WORK TO COMPLETE
Turn the stretch below, from the line containing "358, row 382." through the line containing "column 335, row 390", into a JSON list of strings with one string per line and no blank lines.

DATA SECTION
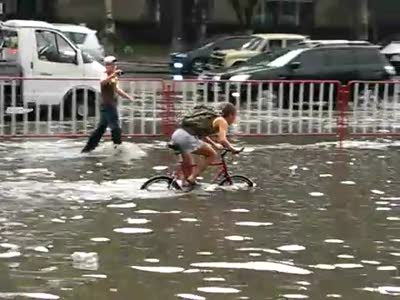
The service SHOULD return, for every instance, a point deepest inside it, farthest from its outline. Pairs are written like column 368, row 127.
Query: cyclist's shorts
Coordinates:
column 185, row 141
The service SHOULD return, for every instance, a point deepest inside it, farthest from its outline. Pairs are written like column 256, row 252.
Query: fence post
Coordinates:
column 168, row 118
column 343, row 101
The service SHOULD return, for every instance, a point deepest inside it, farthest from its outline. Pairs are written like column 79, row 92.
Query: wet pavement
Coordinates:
column 322, row 223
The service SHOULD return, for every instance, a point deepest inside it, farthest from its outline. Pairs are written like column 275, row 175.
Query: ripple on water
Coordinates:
column 256, row 266
column 132, row 230
column 190, row 297
column 218, row 290
column 29, row 295
column 158, row 269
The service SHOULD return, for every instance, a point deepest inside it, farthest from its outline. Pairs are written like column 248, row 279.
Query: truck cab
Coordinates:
column 44, row 68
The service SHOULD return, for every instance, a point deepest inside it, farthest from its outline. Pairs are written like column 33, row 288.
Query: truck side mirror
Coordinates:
column 295, row 65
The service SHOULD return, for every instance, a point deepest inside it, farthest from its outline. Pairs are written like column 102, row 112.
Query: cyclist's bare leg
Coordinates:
column 187, row 164
column 209, row 156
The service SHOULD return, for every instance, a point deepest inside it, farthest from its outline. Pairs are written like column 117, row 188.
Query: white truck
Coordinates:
column 48, row 69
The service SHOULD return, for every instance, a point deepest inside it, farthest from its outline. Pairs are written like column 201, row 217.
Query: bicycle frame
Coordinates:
column 223, row 171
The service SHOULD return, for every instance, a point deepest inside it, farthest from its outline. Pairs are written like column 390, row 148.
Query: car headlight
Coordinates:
column 390, row 70
column 217, row 77
column 178, row 65
column 181, row 55
column 243, row 77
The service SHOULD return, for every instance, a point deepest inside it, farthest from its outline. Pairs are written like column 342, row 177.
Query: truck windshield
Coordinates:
column 8, row 44
column 285, row 59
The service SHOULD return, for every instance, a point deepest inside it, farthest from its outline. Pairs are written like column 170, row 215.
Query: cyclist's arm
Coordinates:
column 222, row 134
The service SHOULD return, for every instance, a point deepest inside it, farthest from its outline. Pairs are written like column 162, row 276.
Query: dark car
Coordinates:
column 193, row 62
column 342, row 63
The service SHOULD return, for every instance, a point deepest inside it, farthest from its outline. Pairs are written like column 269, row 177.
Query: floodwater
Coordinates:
column 322, row 223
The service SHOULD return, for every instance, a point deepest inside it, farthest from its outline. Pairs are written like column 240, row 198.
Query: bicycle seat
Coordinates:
column 174, row 148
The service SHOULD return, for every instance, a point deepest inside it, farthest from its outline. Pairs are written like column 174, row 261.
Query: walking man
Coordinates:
column 108, row 108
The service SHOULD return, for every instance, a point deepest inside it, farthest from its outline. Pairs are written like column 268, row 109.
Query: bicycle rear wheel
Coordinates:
column 161, row 183
column 237, row 180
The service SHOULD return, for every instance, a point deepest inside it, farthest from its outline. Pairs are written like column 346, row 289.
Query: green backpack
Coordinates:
column 199, row 121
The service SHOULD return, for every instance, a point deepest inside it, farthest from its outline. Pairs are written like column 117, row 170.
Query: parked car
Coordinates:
column 37, row 52
column 342, row 63
column 85, row 38
column 193, row 62
column 392, row 53
column 259, row 44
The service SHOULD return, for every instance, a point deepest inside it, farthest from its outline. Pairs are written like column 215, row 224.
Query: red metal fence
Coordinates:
column 70, row 107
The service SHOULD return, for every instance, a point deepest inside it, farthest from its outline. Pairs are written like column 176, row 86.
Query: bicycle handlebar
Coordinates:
column 226, row 151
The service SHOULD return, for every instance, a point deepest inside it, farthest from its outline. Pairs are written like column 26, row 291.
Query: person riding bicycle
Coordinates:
column 203, row 139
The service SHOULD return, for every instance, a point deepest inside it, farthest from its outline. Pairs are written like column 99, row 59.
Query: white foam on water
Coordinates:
column 190, row 297
column 386, row 268
column 204, row 253
column 256, row 266
column 377, row 192
column 85, row 261
column 291, row 248
column 159, row 269
column 370, row 262
column 334, row 241
column 295, row 296
column 189, row 220
column 160, row 168
column 253, row 224
column 325, row 175
column 345, row 256
column 9, row 246
column 348, row 182
column 133, row 230
column 305, row 283
column 96, row 276
column 219, row 279
column 29, row 295
column 240, row 210
column 218, row 290
column 316, row 194
column 391, row 198
column 141, row 221
column 122, row 205
column 56, row 220
column 10, row 254
column 323, row 267
column 152, row 260
column 238, row 238
column 100, row 240
column 41, row 249
column 349, row 266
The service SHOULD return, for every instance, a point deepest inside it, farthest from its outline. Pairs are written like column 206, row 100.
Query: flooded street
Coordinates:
column 322, row 223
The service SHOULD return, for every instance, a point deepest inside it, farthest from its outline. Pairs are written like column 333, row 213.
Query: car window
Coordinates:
column 233, row 43
column 76, row 38
column 340, row 57
column 275, row 44
column 53, row 47
column 9, row 45
column 370, row 57
column 286, row 58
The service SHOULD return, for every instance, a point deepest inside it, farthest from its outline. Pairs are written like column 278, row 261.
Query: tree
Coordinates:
column 244, row 10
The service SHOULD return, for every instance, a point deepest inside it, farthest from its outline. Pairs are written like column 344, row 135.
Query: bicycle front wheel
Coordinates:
column 161, row 183
column 237, row 180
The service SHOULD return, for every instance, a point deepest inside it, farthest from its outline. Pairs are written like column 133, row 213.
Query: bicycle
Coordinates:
column 222, row 178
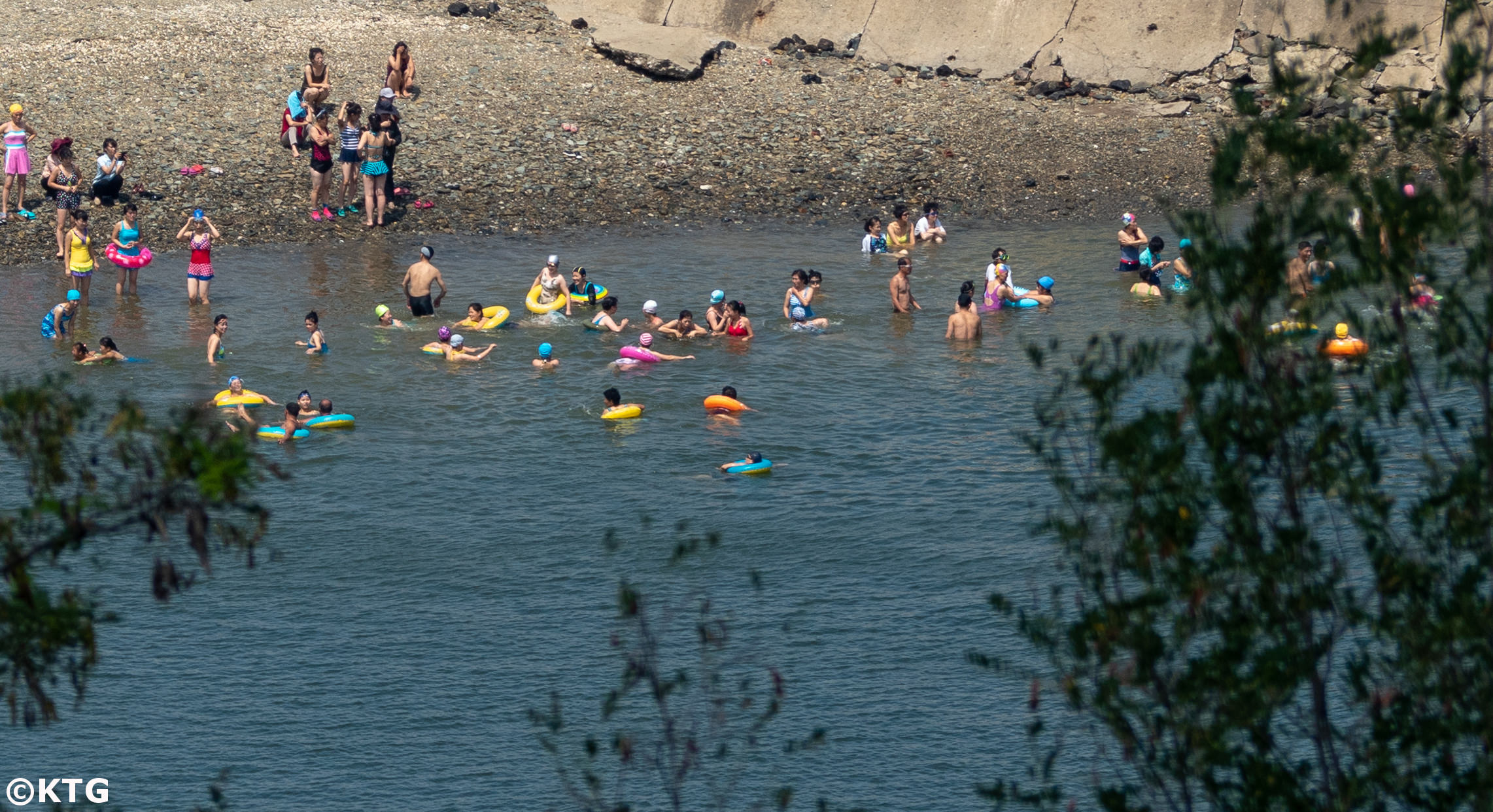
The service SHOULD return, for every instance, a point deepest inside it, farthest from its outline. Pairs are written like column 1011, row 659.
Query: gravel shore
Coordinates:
column 205, row 84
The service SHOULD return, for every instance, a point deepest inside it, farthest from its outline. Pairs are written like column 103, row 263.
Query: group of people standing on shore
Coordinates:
column 360, row 146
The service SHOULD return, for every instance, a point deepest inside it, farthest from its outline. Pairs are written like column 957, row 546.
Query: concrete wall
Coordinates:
column 1093, row 39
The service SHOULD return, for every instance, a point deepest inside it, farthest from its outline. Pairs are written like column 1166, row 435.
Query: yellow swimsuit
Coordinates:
column 80, row 257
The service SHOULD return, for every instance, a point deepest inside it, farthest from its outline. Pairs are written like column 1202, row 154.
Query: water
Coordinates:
column 438, row 571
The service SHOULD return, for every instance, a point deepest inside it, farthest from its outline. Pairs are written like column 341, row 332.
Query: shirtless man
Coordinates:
column 902, row 301
column 314, row 86
column 1298, row 272
column 417, row 284
column 965, row 323
column 1132, row 239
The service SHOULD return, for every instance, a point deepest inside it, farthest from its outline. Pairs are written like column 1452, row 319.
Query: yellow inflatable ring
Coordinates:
column 532, row 302
column 492, row 318
column 623, row 413
column 226, row 399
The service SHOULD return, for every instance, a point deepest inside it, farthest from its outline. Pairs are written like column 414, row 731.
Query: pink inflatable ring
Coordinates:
column 638, row 354
column 124, row 260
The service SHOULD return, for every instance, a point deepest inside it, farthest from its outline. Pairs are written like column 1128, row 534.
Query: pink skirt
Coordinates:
column 17, row 161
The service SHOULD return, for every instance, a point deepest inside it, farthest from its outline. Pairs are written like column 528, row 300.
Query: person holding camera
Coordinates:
column 111, row 173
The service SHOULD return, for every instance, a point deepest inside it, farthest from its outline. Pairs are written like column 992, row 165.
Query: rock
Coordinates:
column 1416, row 78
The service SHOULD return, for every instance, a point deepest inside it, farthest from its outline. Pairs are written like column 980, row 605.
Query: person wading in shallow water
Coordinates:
column 417, row 284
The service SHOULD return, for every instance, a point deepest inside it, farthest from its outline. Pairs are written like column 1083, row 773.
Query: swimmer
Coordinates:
column 683, row 328
column 417, row 284
column 1044, row 292
column 651, row 320
column 963, row 324
column 736, row 323
column 1152, row 267
column 902, row 301
column 1422, row 294
column 318, row 341
column 457, row 351
column 581, row 287
column 645, row 342
column 544, row 360
column 550, row 284
column 751, row 459
column 604, row 320
column 874, row 243
column 899, row 232
column 613, row 399
column 215, row 348
column 1132, row 239
column 715, row 314
column 1298, row 275
column 54, row 324
column 1181, row 272
column 799, row 294
column 929, row 228
column 386, row 318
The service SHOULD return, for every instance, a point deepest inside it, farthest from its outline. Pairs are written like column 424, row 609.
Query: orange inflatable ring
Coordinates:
column 726, row 403
column 1346, row 348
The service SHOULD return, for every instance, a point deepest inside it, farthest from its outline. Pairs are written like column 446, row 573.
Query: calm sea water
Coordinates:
column 436, row 572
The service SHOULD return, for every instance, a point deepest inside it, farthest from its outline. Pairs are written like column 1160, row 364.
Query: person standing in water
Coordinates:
column 902, row 299
column 417, row 284
column 54, row 324
column 1132, row 239
column 215, row 348
column 17, row 135
column 963, row 324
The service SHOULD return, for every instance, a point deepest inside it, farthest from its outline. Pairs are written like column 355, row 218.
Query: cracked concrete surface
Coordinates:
column 1096, row 41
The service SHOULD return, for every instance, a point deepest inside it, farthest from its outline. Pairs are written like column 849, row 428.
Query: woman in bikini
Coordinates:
column 399, row 74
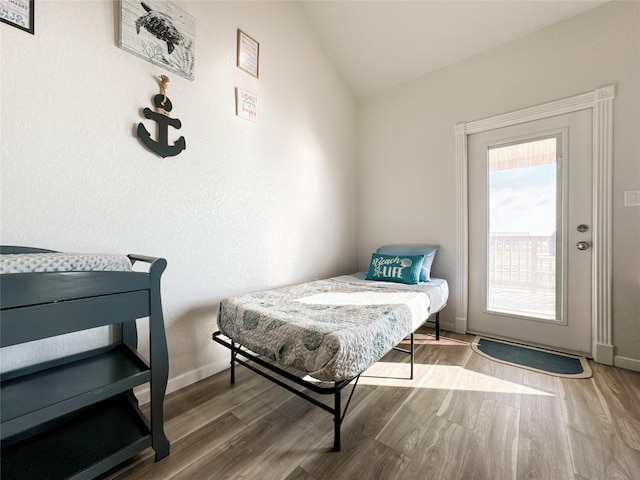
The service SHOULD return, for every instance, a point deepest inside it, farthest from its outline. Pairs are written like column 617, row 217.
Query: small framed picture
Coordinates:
column 18, row 13
column 248, row 54
column 161, row 33
column 247, row 105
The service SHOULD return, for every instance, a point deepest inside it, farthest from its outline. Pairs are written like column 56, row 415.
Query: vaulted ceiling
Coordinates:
column 378, row 44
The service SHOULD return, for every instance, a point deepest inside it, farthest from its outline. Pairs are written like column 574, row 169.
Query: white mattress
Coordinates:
column 331, row 329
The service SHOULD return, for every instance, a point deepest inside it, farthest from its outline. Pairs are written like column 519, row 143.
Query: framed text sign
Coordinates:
column 18, row 13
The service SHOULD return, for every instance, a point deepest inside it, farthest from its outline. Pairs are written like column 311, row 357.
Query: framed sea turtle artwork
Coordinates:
column 161, row 33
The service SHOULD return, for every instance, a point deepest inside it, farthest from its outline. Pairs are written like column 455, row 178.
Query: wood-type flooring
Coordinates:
column 462, row 417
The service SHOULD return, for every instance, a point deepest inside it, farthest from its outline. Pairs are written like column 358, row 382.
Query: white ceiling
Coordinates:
column 378, row 44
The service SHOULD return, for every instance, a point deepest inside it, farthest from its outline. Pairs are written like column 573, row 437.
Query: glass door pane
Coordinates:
column 524, row 214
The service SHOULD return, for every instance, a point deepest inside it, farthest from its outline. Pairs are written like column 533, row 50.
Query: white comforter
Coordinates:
column 331, row 329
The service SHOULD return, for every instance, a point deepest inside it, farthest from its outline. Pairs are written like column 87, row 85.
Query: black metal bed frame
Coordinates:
column 335, row 390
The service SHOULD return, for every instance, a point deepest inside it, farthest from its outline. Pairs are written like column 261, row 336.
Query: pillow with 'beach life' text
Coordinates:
column 429, row 252
column 395, row 268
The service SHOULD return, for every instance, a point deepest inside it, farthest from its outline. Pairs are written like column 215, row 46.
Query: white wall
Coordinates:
column 244, row 207
column 406, row 142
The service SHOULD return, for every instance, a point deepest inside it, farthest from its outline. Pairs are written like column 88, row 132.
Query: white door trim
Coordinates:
column 601, row 102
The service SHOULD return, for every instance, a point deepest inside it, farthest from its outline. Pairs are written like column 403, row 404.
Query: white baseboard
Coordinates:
column 448, row 326
column 460, row 325
column 626, row 362
column 184, row 380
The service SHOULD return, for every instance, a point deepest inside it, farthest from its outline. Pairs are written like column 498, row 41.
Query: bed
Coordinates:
column 322, row 335
column 76, row 416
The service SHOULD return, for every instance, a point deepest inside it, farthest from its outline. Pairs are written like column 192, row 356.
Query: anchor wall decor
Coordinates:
column 163, row 120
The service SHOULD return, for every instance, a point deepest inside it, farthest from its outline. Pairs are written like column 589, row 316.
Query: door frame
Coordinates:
column 600, row 101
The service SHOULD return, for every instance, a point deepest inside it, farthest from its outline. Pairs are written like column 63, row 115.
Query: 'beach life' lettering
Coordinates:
column 390, row 267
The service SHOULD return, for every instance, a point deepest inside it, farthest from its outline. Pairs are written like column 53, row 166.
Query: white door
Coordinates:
column 530, row 201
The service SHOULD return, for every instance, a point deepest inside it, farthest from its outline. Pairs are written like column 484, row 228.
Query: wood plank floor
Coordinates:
column 462, row 417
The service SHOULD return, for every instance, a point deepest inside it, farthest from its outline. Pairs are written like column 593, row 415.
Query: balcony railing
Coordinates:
column 522, row 262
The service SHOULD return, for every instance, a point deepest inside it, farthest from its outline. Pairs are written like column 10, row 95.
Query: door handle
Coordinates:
column 582, row 245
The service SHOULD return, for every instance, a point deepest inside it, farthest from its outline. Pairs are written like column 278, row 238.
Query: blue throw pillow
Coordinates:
column 429, row 252
column 395, row 268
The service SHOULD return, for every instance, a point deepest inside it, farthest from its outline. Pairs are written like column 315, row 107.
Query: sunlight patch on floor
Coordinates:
column 444, row 377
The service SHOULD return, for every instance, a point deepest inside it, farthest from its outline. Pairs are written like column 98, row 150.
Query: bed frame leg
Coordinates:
column 337, row 418
column 412, row 354
column 233, row 363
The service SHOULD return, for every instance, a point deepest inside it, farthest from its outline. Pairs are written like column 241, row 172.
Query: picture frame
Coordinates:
column 161, row 33
column 19, row 14
column 248, row 55
column 247, row 105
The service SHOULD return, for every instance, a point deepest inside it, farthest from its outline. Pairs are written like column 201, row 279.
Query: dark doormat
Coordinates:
column 533, row 358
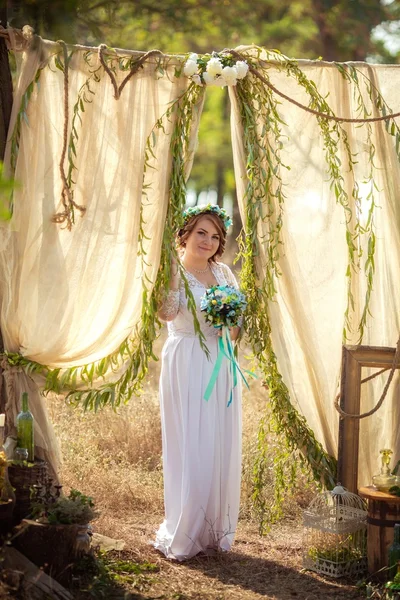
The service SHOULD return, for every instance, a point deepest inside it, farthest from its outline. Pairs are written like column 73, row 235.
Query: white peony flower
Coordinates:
column 208, row 79
column 230, row 75
column 190, row 68
column 242, row 68
column 214, row 67
column 197, row 79
column 220, row 81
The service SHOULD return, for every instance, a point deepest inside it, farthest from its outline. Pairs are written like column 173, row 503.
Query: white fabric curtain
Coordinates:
column 71, row 297
column 307, row 317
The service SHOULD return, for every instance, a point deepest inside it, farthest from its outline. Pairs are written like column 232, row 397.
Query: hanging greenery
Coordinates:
column 262, row 125
column 83, row 385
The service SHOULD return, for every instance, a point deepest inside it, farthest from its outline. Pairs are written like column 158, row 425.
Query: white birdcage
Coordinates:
column 335, row 534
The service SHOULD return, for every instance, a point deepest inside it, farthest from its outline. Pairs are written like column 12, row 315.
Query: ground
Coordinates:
column 258, row 567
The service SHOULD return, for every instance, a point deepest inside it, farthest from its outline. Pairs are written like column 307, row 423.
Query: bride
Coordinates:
column 201, row 439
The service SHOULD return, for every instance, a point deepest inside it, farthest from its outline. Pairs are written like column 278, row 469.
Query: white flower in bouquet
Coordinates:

CORRECT RESPONSE
[
  "The service SHOULD return, for every instance, a point deepest inside it, farthest from its outline. Pairs are written like column 358, row 382.",
  "Query: white ceiling",
  "Coordinates:",
  "column 378, row 44",
  "The service SHOULD return, for every instance, a point deepest inside it, farthest from its outline. Pairs are written like column 573, row 437.",
  "Query: glass door pane",
  "Coordinates:",
  "column 524, row 214",
  "The service SHOULD return, for every instance, a point deepest inside it, farthest from its outline. Pairs are written like column 533, row 50.",
  "Query: white comforter",
  "Coordinates:",
  "column 331, row 329",
  "The service SHOULD return, for every instance, a point deepest inside it, farthest from its outline. Pairs are written like column 87, row 85.",
  "Query: black metal bed frame",
  "Coordinates:",
  "column 335, row 390"
]